# [Problem statement]
Leaving out the pictures, transcribe all of the records faithfully.

# [Entries supplied]
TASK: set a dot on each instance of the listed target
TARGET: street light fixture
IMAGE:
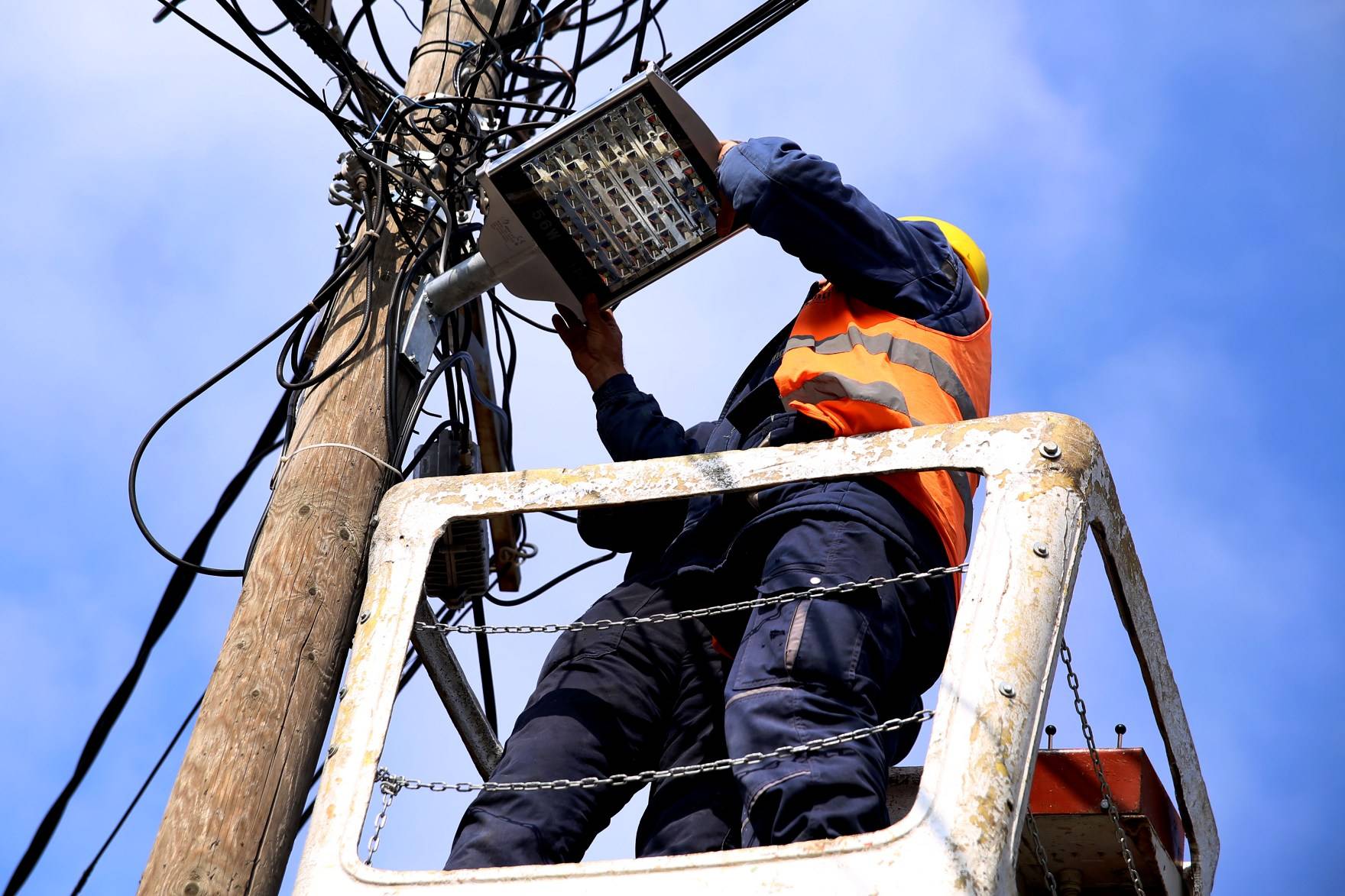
(604, 202)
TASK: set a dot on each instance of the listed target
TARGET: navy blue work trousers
(658, 696)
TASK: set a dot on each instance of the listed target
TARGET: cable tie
(336, 445)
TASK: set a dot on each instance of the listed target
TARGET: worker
(896, 334)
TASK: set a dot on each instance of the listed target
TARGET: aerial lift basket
(964, 823)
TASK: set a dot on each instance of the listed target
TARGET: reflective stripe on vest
(860, 369)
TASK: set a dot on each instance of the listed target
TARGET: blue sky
(1157, 187)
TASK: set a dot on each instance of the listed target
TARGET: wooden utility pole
(235, 809)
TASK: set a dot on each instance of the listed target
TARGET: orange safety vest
(858, 369)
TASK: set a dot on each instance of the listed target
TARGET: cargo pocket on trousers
(760, 658)
(826, 642)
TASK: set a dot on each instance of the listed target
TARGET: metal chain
(601, 625)
(397, 782)
(1042, 853)
(389, 788)
(1109, 802)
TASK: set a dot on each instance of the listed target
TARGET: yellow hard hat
(966, 249)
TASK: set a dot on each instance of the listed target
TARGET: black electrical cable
(323, 295)
(639, 38)
(523, 318)
(483, 661)
(472, 67)
(728, 40)
(171, 8)
(144, 786)
(366, 318)
(572, 571)
(168, 604)
(378, 44)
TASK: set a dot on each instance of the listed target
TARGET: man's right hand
(595, 344)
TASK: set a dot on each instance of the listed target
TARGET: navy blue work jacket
(835, 231)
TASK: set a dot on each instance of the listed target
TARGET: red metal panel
(1065, 784)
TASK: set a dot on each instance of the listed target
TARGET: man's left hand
(595, 344)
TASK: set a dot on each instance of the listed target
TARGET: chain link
(601, 625)
(397, 782)
(391, 788)
(1042, 853)
(1109, 802)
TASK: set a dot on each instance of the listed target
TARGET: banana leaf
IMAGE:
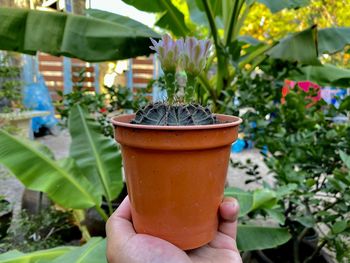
(300, 47)
(97, 156)
(171, 18)
(62, 181)
(41, 256)
(91, 252)
(251, 237)
(278, 5)
(88, 38)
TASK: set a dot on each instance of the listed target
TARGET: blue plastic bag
(36, 96)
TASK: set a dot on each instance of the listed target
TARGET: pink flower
(195, 53)
(169, 52)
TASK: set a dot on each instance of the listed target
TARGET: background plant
(113, 99)
(47, 229)
(308, 155)
(90, 173)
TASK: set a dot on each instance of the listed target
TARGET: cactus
(178, 57)
(163, 114)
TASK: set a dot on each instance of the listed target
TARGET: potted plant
(176, 152)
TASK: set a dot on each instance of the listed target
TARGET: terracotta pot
(175, 177)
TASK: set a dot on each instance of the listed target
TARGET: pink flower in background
(303, 85)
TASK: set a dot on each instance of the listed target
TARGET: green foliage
(58, 34)
(100, 104)
(307, 150)
(171, 18)
(92, 251)
(15, 256)
(67, 185)
(102, 170)
(64, 181)
(47, 229)
(252, 237)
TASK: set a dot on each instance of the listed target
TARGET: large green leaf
(41, 256)
(264, 198)
(323, 75)
(197, 12)
(300, 47)
(250, 237)
(171, 18)
(118, 19)
(278, 5)
(97, 156)
(91, 252)
(62, 181)
(87, 38)
(332, 40)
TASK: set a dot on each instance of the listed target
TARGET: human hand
(124, 245)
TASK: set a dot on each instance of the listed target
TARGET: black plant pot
(284, 254)
(5, 217)
(93, 221)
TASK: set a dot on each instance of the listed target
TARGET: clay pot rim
(227, 121)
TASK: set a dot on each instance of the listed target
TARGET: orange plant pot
(175, 177)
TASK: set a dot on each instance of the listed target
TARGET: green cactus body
(163, 114)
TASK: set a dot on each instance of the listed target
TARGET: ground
(13, 190)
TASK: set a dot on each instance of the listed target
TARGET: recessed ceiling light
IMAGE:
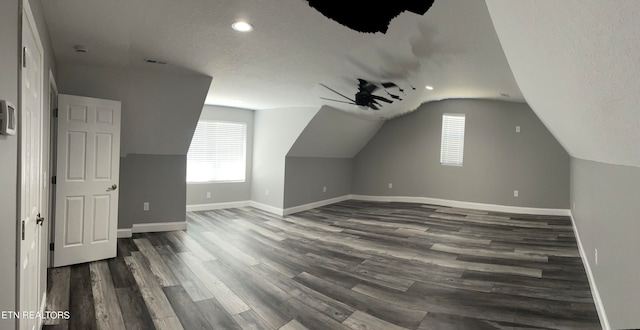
(154, 61)
(81, 49)
(241, 26)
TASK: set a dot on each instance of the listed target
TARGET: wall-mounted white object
(8, 118)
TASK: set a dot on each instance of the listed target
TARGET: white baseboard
(268, 208)
(604, 321)
(217, 206)
(466, 205)
(313, 205)
(151, 227)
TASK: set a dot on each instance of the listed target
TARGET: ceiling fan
(365, 96)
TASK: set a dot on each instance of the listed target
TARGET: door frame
(25, 10)
(53, 154)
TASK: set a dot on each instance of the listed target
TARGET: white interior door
(87, 174)
(30, 172)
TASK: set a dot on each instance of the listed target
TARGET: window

# [Full response]
TASK: set a dot on each instance of the listed target
TARGET: street light fixture
IMAGE:
(604, 202)
TASK: set a dot on each instance of the listed target
TARGET: navy blue work trousers
(658, 696)
TASK: set a dot on each instance of the listed target
TARGET: cable tie
(336, 445)
TASK: set a dot on each instance of the listed target
TARGET: worker
(896, 334)
TASK: set a dot on each instance of the listed target
TARGET: aerial lift basket
(964, 823)
TASK: set a dot on each instance of the listed target
TARGET: reflective stripe on vest
(860, 369)
TASK: set a dot on each instance of the listed target
TARGET: blue sky
(1157, 187)
TASK: set a dot on each instance of the listed target
TARGET: wooden utility pole
(235, 809)
TASK: set a dot on each instance of the listed target
TARGET: orange safety vest
(858, 369)
TASK: set a dot on each instance of the listed target
TARGET: cargo pocket on trousers
(760, 658)
(826, 642)
TASK: set a dot on each instance of the listed target
TARGET: metal chain
(601, 625)
(397, 782)
(1042, 853)
(389, 788)
(1109, 802)
TASK: set a dot on each instance of the listed target
TARGET: yellow hard hat
(966, 249)
TASK: set a dot on each instance of the listed target
TARGET: black electrical cable
(323, 295)
(639, 38)
(523, 318)
(483, 661)
(472, 67)
(728, 40)
(171, 8)
(144, 786)
(366, 318)
(572, 571)
(168, 604)
(378, 44)
TASK: set a dot on each instance of the listed target
TARGET: man's right hand
(595, 344)
TASK: set a dot on each instance of the listed target
TARGET: navy blue work jacket
(835, 231)
TASK: set a dot on each instance of the listed target
TARGET: red metal panel
(1065, 784)
TASK: set a dot on each instance of the listed target
TARGET: man's left hand
(595, 344)
TASK: set a dot on each instance of the listed target
TARGET: chain link
(601, 625)
(397, 782)
(391, 788)
(1042, 853)
(1109, 802)
TASK: set a dot on each instance of the listed target
TARGET: banana leaf
IMAGE:
(300, 47)
(97, 156)
(171, 18)
(62, 181)
(41, 256)
(91, 252)
(251, 237)
(278, 5)
(88, 38)
TASK: set a dot on each instance of the listed target
TARGET: blue plastic bag
(36, 96)
TASK: set a dot on each instance of the listed target
TARGET: pink flower
(195, 53)
(169, 52)
TASK: set a dot on each instance of the listed target
TARGET: background plant
(113, 99)
(47, 229)
(308, 155)
(90, 173)
TASK: set a dot on each instance of the listed target
TARGET: cactus
(178, 57)
(163, 114)
TASK: set a dot on each instance of the listed target
TARGET: potted plant
(176, 152)
TASK: set a dot on each instance of the listed target
TARGET: terracotta pot
(175, 177)
TASK: set a dot on each instance of the listed target
TARGET: pink flower in background
(303, 85)
TASK: set a dot on each instance of the listed target
TARGET: green foliage
(58, 34)
(100, 104)
(307, 150)
(171, 18)
(92, 251)
(15, 256)
(67, 185)
(102, 170)
(64, 181)
(47, 229)
(252, 237)
TASK: set a dot on each instance of the listed target
TARGET: large green leaf
(41, 256)
(264, 198)
(323, 75)
(197, 12)
(300, 47)
(250, 237)
(171, 18)
(118, 19)
(278, 5)
(97, 156)
(91, 252)
(62, 181)
(87, 38)
(332, 40)
TASK: set a dot on each instance of the listed target
TARGET: human hand
(124, 245)
TASK: set a dot on each instance of the listed target
TARGET: black plant pot
(284, 254)
(5, 217)
(93, 221)
TASK: set a dot on each instance of the listed target
TARGET: clay pot rim
(227, 121)
TASK: set a dot on each instance of the listed target
TARGET: orange plant pot
(175, 177)
TASK: set a dot on each instance of the listed target
TARGET: green cactus body
(163, 114)
TASK: set a dot on each instance of the listed target
TARGET: ground
(13, 190)
TASK: set a dot on each instance of the listed target
TARGET: recessed ceiling light
IMAGE:
(154, 61)
(81, 49)
(241, 26)
TASK: set a dot on each instance of the listed target
TARGET: wall-mounted white object
(8, 118)
TASK: set a dot on each instance of the listed target
TARGET: white baseboard
(268, 208)
(604, 321)
(217, 206)
(466, 205)
(313, 205)
(151, 227)
TASK: set a dot on each instance of the listed target
TARGET: ceiling fan
(365, 96)
TASK: set a dot on each instance of the listed target
TARGET: door frame
(25, 10)
(53, 154)
TASK: set a dot on each instance of the listed target
TARGET: white interior door
(87, 174)
(30, 172)
TASK: set a dot on each instance of the listed target
TARGET: window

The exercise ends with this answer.